___ Exercise inputs ___

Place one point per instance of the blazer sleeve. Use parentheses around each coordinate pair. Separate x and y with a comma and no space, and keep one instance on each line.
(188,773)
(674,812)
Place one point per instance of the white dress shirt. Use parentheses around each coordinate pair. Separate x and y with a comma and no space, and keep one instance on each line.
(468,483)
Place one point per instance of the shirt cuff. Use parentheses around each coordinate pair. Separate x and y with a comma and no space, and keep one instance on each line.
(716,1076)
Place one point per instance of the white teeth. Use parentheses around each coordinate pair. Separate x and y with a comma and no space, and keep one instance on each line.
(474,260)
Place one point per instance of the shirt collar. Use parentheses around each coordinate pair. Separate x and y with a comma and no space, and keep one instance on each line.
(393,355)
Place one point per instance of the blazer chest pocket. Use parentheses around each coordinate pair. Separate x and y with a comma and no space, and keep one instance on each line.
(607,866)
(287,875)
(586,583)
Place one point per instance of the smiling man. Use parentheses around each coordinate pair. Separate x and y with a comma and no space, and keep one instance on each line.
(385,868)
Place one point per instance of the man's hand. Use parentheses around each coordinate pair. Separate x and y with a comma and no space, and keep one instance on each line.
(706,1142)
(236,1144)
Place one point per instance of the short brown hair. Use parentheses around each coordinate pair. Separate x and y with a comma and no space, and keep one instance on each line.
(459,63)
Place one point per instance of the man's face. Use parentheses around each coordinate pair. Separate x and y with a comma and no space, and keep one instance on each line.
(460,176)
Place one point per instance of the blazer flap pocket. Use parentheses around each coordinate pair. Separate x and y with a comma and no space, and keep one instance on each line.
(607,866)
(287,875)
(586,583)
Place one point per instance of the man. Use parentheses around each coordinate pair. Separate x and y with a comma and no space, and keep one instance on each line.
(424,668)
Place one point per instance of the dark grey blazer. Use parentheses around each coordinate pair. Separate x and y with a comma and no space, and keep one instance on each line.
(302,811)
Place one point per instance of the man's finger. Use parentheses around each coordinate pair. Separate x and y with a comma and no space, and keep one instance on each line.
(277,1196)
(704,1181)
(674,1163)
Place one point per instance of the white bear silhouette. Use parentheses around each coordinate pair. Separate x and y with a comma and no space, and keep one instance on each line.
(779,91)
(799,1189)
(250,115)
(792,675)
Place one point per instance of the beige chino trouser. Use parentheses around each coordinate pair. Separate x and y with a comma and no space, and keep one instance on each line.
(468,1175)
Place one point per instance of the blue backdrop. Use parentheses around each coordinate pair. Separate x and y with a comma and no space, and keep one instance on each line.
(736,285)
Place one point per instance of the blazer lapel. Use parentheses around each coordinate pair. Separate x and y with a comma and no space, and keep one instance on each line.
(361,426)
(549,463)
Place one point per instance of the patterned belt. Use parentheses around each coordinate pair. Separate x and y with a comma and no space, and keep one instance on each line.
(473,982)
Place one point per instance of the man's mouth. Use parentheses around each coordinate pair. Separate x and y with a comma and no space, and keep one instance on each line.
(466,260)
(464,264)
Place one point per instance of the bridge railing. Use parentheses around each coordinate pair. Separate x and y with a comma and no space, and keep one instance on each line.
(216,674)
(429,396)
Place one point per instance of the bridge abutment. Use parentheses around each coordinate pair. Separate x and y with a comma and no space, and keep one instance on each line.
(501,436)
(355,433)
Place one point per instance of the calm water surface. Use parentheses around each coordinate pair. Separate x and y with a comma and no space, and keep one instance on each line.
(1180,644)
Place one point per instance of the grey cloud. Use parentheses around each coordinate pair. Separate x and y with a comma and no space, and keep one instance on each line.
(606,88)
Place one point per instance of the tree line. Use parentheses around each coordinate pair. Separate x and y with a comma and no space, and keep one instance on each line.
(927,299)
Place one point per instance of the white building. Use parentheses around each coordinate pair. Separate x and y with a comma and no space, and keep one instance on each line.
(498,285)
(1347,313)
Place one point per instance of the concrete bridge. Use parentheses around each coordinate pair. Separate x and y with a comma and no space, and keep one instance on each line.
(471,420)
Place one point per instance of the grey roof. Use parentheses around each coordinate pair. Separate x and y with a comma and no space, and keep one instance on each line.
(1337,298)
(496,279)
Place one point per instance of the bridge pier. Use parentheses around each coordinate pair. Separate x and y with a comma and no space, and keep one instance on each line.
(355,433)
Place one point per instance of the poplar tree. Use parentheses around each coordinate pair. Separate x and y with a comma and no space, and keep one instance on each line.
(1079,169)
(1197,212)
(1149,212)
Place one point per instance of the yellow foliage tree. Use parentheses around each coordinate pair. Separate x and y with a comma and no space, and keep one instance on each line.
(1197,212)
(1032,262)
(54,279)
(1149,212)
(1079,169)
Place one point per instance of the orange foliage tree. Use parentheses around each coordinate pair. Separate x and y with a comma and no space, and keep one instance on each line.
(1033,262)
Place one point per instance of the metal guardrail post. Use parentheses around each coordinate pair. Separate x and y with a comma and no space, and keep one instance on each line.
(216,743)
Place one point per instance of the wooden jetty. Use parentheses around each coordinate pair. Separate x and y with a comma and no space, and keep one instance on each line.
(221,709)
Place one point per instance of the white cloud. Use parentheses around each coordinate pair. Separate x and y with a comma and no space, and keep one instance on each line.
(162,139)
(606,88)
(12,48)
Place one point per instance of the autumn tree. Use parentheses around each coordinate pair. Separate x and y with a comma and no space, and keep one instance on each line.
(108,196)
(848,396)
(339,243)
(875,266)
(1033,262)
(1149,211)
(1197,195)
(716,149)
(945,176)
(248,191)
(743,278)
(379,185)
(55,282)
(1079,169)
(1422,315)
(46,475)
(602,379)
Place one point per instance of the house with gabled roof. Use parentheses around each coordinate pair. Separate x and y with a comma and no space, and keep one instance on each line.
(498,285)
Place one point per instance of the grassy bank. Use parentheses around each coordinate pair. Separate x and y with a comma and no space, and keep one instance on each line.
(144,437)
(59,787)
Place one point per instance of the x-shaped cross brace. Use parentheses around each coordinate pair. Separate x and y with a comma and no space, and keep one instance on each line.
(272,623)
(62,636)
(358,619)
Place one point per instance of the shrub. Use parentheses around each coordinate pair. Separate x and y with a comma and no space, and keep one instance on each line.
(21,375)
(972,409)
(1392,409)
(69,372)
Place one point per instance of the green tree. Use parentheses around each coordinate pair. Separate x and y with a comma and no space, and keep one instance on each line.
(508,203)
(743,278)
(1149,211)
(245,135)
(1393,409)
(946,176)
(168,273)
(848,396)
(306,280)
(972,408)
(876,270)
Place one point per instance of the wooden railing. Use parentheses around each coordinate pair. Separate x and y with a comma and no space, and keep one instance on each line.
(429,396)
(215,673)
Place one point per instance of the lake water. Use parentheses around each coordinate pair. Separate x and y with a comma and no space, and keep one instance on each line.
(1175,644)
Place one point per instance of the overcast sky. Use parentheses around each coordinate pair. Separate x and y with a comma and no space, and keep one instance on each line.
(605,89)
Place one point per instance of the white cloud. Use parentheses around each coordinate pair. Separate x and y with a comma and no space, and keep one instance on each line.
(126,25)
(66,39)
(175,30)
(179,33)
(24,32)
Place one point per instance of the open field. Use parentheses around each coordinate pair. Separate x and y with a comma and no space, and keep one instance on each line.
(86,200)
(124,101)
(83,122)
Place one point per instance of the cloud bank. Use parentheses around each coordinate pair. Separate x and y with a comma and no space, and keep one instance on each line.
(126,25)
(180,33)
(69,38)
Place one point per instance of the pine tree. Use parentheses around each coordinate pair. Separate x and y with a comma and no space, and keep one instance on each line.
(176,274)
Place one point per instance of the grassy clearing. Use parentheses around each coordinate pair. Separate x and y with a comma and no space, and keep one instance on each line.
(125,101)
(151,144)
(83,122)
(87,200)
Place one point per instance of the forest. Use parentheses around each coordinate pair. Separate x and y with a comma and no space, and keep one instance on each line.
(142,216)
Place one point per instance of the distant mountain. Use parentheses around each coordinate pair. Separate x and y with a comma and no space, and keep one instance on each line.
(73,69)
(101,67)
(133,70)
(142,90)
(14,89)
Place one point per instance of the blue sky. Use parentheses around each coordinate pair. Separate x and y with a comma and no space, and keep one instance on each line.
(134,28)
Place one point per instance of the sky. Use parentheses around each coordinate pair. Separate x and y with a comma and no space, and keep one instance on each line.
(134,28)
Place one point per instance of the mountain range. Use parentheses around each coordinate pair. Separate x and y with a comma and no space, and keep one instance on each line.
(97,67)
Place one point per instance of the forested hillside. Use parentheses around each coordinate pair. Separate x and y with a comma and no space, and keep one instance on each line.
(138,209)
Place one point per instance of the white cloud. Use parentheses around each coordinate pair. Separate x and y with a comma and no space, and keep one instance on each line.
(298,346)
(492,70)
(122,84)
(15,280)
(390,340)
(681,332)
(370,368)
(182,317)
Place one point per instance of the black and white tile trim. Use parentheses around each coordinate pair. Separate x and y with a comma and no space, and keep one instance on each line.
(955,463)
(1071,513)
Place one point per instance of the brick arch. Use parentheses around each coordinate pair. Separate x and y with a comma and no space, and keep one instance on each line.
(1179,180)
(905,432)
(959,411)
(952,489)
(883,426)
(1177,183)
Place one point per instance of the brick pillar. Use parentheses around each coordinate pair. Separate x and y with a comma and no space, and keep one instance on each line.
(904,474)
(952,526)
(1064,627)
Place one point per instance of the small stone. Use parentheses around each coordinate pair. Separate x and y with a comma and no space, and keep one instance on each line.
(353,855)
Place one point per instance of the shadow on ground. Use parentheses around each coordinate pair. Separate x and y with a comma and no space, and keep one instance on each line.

___

Convert the stretch from the line containing "Place one point per instance of the brick arch." through the end of the records into a Markdown table with the columns Number and Record line, one row per line, numbered in order and with blank lines omitted.

| Number | Record line |
|---|---|
| 1 | Place one point per instance of the brick arch. Use parentheses around each coordinate pair. Separate x and y with a comma and no space, and keep one instance on each line. |
| 2 | (1179,180) |
| 3 | (905,432) |
| 4 | (959,411) |
| 5 | (952,489) |
| 6 | (883,426) |
| 7 | (1177,183) |
| 8 | Place one point per instance of the brick pillar. Use parentheses around each coordinate pair. Separate x and y with a comma and no space, and keep one instance on each line. |
| 9 | (904,474) |
| 10 | (952,526) |
| 11 | (1064,627) |
| 12 | Place one point per instance of the small stone. Use parentheses around each coordinate pair. Separate x and y with a comma and no space, and keep one instance on each line. |
| 13 | (353,855) |
| 14 | Place one point per instance of the shadow on ground. Use parentheses around each coordinate pair. Separate x and y with a comma and no space, and keep one instance on each line. |